Retoma el texto sobre quién es quién en la literatura uruguaya y sigue escribiéndolo a partir de su última oración.

-------- Texto de estudio --------

Quién es quién en la literatura uruguaya
Alguna remota mañana, nos levantaremos temprano para emprender una tarea que nos seduce. Vemos ya, con la precisión de las cosas ensoñadas, esa mañana ideal de nuestro trabajo. Serán, también, las del alba, y miles de pintados pajaritos escandalizarán en los árboles. Refugiados en algún rincón propicio, daremos comienzo al monumental «Quién es quién en la literatura uruguaya».
Pero no nos ocupará principalmente dirimir virtudes. No buscaremos los parentescos proustianos, ni rusos ni shakespearianos. En este terreno, somos pocos y nos conocemos hasta el aburrimiento. Por otra parte, no aparecen caras nuevas que despierten interés. Algún nuevo invitado habla en voz alta, pero la curiosidad dura, nada más, hasta que se entiende lo que vocifera.
Lo que nos proponemos establecer, de manera objetiva y desapasionada, en aquel futuro amanecer que acabamos de resolver sea de primavera, es qué clase de gente hace literatura en esta tierra. Veremos qué porcentaje de catedráticos hay en aquella actividad. Cuántos abogados, rentistas y maestros de escuela. Hecho esto, podremos entonces estudiar cuales entre ellos son escritores de veras, hagan lo que hagan con el resto de su tiempo.

-------- Entradas de datos --------

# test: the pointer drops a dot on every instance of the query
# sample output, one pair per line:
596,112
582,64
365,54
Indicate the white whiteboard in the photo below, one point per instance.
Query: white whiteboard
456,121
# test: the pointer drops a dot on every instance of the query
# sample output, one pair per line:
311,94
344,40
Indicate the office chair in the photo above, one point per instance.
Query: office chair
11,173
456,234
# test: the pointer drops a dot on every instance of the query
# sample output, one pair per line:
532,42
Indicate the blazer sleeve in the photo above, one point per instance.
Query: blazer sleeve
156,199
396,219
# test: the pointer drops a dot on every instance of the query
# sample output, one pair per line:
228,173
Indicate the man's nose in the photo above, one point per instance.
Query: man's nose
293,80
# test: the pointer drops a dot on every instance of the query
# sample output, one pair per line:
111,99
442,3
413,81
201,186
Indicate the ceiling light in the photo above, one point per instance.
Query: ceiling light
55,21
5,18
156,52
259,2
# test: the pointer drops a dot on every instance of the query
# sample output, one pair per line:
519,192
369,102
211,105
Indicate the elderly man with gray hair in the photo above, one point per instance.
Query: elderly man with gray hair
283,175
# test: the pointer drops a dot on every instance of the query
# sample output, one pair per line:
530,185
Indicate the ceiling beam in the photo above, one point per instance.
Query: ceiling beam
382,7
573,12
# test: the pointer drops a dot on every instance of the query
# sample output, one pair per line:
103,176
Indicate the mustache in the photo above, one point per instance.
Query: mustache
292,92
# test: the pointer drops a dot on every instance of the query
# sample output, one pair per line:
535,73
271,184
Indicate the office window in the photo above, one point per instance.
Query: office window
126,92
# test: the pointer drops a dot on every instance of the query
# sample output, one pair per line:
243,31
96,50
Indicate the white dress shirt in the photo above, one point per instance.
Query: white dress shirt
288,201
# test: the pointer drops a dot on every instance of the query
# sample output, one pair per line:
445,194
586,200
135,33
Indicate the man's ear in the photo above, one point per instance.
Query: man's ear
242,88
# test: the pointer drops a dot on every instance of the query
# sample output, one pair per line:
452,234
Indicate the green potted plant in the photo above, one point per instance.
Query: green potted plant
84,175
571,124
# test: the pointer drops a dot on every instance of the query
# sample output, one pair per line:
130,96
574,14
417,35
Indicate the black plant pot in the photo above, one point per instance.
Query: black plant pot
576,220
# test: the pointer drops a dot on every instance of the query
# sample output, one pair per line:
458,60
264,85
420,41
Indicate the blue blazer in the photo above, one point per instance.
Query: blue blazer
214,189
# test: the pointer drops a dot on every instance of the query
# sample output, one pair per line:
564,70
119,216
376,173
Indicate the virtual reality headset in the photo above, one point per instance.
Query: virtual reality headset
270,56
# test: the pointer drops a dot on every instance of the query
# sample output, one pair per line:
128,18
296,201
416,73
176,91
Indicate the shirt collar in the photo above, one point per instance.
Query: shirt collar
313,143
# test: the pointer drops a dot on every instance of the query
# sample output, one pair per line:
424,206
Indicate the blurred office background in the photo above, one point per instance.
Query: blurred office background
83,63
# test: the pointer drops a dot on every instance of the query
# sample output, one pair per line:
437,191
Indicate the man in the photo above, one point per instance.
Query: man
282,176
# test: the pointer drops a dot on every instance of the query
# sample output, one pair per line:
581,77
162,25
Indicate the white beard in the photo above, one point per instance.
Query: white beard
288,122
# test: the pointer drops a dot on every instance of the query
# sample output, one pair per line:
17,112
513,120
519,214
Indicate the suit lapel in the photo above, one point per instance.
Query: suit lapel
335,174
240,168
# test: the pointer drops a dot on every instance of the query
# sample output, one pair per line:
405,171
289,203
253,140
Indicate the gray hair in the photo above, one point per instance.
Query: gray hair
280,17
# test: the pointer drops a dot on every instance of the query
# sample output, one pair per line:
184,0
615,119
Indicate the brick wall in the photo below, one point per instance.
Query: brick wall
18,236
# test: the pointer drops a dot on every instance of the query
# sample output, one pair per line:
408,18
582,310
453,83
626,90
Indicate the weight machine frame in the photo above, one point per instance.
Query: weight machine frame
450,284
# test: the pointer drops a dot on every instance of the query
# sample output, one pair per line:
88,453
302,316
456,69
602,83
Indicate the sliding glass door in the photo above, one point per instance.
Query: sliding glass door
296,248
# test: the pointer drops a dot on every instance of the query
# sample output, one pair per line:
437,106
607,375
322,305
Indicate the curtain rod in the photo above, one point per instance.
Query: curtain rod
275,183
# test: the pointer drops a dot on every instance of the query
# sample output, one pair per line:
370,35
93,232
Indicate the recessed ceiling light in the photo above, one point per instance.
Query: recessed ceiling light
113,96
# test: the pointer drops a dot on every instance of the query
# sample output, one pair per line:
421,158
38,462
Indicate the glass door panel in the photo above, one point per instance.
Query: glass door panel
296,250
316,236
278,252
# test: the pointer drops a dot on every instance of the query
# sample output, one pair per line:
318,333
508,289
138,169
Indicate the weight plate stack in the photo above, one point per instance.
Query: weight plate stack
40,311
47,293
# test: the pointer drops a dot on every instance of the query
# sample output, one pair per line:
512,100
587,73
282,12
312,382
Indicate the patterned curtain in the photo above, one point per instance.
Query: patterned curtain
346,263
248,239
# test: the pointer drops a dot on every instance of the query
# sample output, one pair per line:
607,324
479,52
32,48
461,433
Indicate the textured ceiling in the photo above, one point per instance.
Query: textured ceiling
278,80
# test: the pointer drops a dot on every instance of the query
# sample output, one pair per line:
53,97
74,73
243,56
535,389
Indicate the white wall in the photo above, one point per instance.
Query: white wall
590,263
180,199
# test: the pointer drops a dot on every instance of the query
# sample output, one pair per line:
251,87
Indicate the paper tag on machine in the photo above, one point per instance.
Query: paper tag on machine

--------

### Resultado
Más adelante, se impondrá una seria investigación en la vida privada de nuestros artistas. Presentimos grandes sorpresas. Sobre todo para los que sólo conocen nombres y un ángel aludo preservó de los libros. Juraríamos —y estamos dispuestos a apostar— que los hechos personales de los mencionados escribas en nada difieren —oh, romántico desencanto— de los que perpetran, día y noche, los buenos burgueses que no leen sus libros.
Y esto, que parece, en serio, un desencanto romántico, tiene su importancia. Es un problema de sinceridad. Escribirse un Hambre —a la Hamsun, claro— y pesar cien dichosos kilos es un asunto grave. Pergeñarse algunos Endemoniados —a la rusa, no hay por qué decirlo— y preocuparse simultáneamente de los mezquinos aplausos del ambiente intelectual criollo es motivo para desconfiar.
Hay que insistir sobre esto. ¿Quién hace literatura entre nosotros? Todo el mundo, pero no gente conformada psíquicamente para eso. La escala de valores de un artista no puede ser la misma de la de un catedrático, médico o rentista. El artista tiene por cosas tangibles lo que no existe para los demás, y viceversa. En ese sentido —y en tantos otros que poco nos importan— vivimos la más pavorosa de las decadencias, la más disgustante de las confusiones.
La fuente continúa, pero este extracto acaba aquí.